- [EXCERPTED TEXT]:
Below are 27 pairings we were able to trace back to the specific reference. Each entry names the look, the artwork, the museum that holds the original (when public), and the smallest visible thing that connects them — a strap, a palette, a posture, an outline. Where the same reference shows up more than once (Sargent's Madame X four times, Klimt twice, two different Van Goghs), we've grouped them. Where the reference is more obscure than the celebrity (Caroline Wogan Durieux, Robert Pruitt, Laura Wheeler Waring, Rachel Ruysch), we've kept the museum line short and let the painter's name carry the weight.
The references below were sourced from People's red-carpet roundup of the gala plus public collection pages at the Met, the Louvre, MoMA, the Getty, the National Gallery in London, the Art Institute of Chicago, the National Portrait Gallery, the National Gallery of Art (D.C.) and the Neue Galerie New York. Where a Wikimedia file is the cleanest available scan, we've cited that.
The Sargent Sisterhood
Four women came as Madame X. The painting is John Singer Sargent's Portrait of Madame X (1883–84), now in the Met's European Paintings collection — a black satin sheath, a single jeweled strap, and a face turned away from the viewer. When Sargent first showed it at the 1884 Paris Salon the right strap was painted falling off the shoulder; the scandal effectively ran him out of Paris and to London, where he repainted the strap upright. Three of the four interpretations below put the strap back where Sargent first painted it.

- [INFORMATION GIVEN]:
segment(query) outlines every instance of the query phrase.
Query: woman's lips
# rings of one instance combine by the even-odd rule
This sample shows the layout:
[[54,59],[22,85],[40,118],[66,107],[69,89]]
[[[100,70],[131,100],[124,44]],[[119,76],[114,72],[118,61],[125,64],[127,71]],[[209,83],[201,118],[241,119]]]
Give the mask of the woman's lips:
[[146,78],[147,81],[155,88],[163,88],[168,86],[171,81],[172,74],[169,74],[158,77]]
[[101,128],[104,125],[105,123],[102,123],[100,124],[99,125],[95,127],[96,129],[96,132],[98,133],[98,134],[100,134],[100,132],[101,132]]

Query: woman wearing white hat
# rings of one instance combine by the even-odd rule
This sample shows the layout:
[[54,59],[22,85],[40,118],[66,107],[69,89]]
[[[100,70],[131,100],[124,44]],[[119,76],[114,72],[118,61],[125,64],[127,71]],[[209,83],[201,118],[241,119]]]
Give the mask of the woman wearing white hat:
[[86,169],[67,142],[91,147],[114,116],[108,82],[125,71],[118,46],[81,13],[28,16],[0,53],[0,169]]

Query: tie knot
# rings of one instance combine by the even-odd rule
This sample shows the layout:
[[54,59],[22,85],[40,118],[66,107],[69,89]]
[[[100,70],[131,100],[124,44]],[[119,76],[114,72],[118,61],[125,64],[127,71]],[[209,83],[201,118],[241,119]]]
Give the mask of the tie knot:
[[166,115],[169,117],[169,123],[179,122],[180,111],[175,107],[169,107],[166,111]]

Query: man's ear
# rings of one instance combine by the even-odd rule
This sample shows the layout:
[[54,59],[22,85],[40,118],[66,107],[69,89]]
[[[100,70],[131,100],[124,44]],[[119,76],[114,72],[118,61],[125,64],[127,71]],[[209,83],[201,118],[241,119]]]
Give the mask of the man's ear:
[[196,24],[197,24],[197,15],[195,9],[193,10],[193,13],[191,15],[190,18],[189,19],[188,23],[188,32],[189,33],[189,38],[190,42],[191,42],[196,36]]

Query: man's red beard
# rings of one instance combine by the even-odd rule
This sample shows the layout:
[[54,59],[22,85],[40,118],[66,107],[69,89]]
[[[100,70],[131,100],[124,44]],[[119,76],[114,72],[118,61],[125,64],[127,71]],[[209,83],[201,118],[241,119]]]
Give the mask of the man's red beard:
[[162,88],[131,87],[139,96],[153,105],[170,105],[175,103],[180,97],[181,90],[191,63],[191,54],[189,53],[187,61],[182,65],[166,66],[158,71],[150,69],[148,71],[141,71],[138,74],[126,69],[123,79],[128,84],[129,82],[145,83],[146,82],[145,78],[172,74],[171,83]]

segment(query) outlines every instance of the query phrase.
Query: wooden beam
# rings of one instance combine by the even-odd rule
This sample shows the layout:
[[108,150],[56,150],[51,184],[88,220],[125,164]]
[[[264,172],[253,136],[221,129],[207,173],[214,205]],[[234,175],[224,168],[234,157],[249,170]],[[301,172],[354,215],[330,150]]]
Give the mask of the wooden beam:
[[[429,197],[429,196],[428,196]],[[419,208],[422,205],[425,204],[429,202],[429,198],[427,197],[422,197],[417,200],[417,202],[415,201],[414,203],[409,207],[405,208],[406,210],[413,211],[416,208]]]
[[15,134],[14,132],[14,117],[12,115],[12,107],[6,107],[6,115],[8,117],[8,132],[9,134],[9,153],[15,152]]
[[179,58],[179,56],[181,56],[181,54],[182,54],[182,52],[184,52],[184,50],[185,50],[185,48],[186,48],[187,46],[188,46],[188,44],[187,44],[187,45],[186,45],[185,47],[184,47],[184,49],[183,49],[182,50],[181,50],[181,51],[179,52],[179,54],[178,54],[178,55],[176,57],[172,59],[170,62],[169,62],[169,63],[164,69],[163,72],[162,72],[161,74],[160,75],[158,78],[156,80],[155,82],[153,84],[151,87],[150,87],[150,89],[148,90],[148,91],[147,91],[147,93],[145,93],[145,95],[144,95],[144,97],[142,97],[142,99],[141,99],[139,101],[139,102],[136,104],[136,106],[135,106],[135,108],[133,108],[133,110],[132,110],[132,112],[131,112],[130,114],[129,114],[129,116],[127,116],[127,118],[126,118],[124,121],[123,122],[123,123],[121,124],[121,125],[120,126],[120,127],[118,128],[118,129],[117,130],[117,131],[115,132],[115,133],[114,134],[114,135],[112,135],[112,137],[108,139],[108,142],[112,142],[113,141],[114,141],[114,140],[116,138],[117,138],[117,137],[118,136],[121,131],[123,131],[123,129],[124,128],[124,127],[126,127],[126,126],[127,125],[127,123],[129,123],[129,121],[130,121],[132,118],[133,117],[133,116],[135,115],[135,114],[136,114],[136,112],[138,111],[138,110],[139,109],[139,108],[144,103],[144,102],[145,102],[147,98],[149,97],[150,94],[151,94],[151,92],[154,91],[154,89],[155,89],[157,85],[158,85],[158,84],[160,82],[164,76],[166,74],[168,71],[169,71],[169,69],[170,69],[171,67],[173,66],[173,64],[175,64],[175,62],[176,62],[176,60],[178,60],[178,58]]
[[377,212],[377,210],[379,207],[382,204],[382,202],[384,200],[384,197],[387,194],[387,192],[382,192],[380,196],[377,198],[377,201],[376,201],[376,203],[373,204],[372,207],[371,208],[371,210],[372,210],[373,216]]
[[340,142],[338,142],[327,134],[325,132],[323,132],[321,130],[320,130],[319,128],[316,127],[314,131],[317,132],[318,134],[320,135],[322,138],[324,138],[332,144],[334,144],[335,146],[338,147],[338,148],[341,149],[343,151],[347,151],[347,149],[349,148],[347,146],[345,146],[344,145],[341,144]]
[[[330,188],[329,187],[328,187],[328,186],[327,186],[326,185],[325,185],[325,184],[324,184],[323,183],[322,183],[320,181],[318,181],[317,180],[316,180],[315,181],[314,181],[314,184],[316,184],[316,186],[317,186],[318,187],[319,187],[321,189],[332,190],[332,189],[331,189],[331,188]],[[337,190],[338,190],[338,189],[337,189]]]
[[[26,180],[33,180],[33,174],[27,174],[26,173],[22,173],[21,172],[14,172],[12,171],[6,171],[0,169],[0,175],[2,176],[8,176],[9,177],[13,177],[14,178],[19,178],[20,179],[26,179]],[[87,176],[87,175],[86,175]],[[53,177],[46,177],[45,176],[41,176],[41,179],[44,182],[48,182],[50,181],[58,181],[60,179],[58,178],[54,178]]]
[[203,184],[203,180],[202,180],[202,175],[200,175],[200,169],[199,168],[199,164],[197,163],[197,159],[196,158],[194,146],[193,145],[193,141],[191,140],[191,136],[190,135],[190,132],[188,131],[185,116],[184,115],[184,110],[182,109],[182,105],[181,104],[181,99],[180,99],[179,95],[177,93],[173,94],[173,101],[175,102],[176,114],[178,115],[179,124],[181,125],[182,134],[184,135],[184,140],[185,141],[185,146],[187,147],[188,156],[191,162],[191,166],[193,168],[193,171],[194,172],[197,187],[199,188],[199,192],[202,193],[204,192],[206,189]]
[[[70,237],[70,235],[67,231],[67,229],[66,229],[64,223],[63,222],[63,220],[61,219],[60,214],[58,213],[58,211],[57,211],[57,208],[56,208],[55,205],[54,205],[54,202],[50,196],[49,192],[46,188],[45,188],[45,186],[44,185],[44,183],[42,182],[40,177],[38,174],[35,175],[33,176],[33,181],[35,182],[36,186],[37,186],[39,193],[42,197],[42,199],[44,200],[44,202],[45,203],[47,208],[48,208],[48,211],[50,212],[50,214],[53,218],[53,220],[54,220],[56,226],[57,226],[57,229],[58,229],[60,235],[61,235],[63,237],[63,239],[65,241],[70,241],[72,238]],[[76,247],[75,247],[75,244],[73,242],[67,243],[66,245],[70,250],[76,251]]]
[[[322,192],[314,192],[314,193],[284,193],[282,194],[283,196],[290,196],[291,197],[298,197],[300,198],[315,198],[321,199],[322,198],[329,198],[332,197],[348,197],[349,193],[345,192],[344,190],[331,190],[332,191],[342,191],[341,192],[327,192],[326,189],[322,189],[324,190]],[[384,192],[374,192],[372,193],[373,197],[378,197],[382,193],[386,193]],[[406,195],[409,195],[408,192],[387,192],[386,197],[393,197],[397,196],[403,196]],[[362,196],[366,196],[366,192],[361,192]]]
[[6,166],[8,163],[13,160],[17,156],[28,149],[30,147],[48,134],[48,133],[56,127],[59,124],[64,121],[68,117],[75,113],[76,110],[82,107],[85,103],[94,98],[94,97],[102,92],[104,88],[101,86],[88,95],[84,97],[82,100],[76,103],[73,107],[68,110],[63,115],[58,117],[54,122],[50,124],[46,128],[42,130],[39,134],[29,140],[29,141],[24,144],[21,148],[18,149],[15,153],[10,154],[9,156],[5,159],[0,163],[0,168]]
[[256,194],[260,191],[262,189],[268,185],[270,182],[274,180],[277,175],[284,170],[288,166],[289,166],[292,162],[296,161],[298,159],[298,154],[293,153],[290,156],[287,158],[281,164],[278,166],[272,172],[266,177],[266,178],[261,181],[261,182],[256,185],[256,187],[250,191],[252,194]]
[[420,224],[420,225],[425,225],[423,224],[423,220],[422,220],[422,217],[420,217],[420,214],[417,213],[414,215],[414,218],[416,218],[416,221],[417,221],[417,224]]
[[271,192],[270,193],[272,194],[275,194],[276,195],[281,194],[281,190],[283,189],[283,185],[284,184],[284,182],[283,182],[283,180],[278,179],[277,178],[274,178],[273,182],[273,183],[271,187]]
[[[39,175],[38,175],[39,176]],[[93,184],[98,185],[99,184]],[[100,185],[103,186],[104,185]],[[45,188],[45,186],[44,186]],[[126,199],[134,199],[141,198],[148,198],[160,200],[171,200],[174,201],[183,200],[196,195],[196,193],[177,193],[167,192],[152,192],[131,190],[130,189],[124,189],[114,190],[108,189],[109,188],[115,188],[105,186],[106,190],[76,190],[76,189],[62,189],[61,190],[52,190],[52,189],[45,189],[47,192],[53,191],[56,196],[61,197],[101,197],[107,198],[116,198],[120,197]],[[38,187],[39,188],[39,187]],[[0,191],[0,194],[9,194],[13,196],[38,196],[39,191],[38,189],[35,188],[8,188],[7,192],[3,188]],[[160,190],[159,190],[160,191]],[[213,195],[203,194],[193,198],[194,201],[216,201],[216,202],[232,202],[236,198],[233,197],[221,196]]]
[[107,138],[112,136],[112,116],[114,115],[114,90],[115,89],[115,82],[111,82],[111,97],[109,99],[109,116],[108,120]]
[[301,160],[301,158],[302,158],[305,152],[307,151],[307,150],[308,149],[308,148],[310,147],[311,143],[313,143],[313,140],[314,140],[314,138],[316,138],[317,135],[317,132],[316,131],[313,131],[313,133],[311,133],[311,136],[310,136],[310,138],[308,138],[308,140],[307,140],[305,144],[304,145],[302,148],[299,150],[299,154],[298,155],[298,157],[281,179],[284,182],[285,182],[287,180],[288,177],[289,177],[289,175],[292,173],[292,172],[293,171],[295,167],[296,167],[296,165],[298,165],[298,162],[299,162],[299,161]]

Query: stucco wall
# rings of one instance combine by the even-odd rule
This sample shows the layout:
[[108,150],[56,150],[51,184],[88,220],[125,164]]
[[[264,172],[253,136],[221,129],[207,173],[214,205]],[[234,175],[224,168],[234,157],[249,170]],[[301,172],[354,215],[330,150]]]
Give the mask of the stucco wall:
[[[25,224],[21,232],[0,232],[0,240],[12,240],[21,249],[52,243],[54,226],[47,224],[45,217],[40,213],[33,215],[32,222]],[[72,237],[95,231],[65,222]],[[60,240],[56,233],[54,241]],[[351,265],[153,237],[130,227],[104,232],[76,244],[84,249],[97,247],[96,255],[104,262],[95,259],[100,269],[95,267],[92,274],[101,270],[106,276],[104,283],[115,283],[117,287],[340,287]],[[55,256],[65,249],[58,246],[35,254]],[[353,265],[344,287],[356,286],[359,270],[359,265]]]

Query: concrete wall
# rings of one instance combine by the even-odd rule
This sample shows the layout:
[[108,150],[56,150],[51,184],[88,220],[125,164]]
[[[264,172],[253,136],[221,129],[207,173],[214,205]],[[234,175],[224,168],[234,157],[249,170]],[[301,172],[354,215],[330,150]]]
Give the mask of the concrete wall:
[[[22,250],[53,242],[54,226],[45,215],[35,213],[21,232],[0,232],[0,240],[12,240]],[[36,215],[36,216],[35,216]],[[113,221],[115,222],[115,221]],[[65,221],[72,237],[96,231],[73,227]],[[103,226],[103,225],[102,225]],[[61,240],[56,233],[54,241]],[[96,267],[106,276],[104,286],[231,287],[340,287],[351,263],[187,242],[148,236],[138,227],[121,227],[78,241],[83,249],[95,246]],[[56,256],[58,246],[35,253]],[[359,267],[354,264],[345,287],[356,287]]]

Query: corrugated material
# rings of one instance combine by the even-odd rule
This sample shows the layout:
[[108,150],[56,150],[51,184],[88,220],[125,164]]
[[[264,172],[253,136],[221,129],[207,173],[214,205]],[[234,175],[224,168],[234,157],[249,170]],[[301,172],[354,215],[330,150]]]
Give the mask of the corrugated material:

- [SHORT EXERCISE]: Rewrite the stretch of the gala excerpt from "Below are 27" through "carry the weight.", putting "matches" in place of "pairings".

- [SOLUTION]:
Below are 27 matches we were able to trace back to the specific reference. Each entry names the look, the artwork, the museum that holds the original (when public), and the smallest visible thing that connects them — a strap, a palette, a posture, an outline. Where the same reference shows up more than once (Sargent's Madame X four times, Klimt twice, two different Van Goghs), we've grouped them. Where the reference is more obscure than the celebrity (Caroline Wogan Durieux, Robert Pruitt, Laura Wheeler Waring, Rachel Ruysch), we've kept the museum line short and let the painter's name carry the weight.